Tim Stack for Entertainment Weekly wrote that, although the dancing in the episode was fun, "Preggers" was lacking in "big singing moments" apart from Rachel's performance of "Taking Chances". He deemed Quinn's pregnancy "a good dramatic twist", but hoped that it would not be a long-lasting storyline. Eric Goldman of IGN rated the episode 8.8 out of 10. He called the "Single Ladies" performance "a memorable TV moment", and wrote that Quinn's pregnancy was a "very soap opera plotline" however commented: "luckily Glee is the kind of show to handle it with humor."

James Poniewozik for Time deemed Kurt's coming out "beautifully handled", commenting: "the fact that Dad (Mike O'Malley, who has turned out to be a pretty good character actor) ends up not being the boor we think he's going to be is one of the first signs that Glee is growing up as a series, that having established a world of primary-color stereotypes, it's now willing to subvert those expectations." Raymund Flandez of The Wall Street Journal criticized Rachel's actions in the episode, and felt that: "Rachel has become insufferable. The disagreements with Mr. Schue about her own development as a bona fide triple-threat have branded her as an overbearing prima donna to the rest of Glee."

**SOURCE MATERIAL**
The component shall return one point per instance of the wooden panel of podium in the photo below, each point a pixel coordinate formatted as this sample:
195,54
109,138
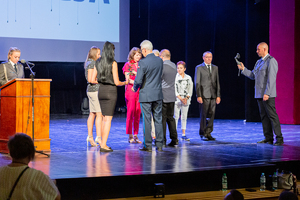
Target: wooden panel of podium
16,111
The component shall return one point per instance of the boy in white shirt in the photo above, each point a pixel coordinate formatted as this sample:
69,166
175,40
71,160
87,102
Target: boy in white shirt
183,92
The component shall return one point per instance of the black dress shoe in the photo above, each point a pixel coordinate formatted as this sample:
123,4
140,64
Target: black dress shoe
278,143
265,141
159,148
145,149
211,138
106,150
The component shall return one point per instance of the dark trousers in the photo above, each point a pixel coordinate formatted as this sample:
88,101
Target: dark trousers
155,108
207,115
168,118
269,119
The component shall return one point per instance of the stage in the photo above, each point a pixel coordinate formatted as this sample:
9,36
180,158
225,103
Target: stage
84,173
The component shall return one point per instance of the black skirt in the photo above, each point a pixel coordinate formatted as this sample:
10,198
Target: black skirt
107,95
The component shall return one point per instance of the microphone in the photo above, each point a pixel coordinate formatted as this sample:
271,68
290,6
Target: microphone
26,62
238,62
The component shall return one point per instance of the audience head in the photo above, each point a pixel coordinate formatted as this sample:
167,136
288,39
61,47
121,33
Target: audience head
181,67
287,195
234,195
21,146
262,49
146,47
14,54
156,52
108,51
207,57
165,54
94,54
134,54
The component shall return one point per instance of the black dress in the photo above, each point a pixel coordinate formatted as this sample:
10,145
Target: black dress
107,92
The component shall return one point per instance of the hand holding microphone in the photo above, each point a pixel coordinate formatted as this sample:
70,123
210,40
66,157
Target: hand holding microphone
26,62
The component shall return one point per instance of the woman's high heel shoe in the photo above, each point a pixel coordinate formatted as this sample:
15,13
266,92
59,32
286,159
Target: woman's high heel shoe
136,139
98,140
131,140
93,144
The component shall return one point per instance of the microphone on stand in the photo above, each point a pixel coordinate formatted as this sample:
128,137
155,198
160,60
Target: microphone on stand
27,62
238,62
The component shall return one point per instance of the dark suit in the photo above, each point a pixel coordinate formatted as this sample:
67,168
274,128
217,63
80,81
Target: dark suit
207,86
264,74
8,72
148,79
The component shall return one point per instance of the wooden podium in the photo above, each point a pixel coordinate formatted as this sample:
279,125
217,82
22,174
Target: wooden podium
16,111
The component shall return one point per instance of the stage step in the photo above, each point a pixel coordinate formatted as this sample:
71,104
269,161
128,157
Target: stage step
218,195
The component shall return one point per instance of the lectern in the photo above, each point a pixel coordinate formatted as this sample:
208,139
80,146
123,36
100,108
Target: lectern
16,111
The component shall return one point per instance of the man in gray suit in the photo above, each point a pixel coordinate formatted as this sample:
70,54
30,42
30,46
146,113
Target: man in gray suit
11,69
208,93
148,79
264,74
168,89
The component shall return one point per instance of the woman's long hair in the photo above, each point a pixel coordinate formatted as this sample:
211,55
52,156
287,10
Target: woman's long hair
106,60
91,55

---

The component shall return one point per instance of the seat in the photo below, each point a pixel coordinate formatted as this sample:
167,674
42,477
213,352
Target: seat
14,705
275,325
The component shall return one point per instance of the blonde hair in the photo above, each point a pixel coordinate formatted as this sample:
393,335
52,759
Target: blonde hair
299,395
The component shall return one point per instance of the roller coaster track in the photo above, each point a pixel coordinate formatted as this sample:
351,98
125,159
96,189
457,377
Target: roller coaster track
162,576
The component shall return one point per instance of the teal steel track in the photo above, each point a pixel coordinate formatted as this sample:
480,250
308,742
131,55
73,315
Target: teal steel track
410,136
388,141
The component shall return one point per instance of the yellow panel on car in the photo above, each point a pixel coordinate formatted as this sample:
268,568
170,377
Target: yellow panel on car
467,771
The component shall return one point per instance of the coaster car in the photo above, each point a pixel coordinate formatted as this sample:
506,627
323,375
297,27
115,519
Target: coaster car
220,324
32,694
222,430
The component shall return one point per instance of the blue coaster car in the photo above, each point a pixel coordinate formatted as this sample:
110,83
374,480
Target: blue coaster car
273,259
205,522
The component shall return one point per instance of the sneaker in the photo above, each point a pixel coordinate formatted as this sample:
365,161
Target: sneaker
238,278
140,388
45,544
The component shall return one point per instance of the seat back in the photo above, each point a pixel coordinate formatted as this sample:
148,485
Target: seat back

**PROBLEM REQUIREMENTS**
Extend the text of critics' reviews of the Glee episode "Preggers" from its final sentence. None of the material is used for what comes next.

**RESPONSE FOR THIS EXERCISE**
The comedic pairing of Sue and Sandy attracted some praise, with Stack deeming them "the best villains ever". Goldman said that: "Tobolowsky is terrific in this role, as Sandy manages to make everything he says [...] sound amazingly disturbing." Hale criticized Lynch as Sue, however, writing that she gave a "one-note performance", suggesting that she had been miscast in the role.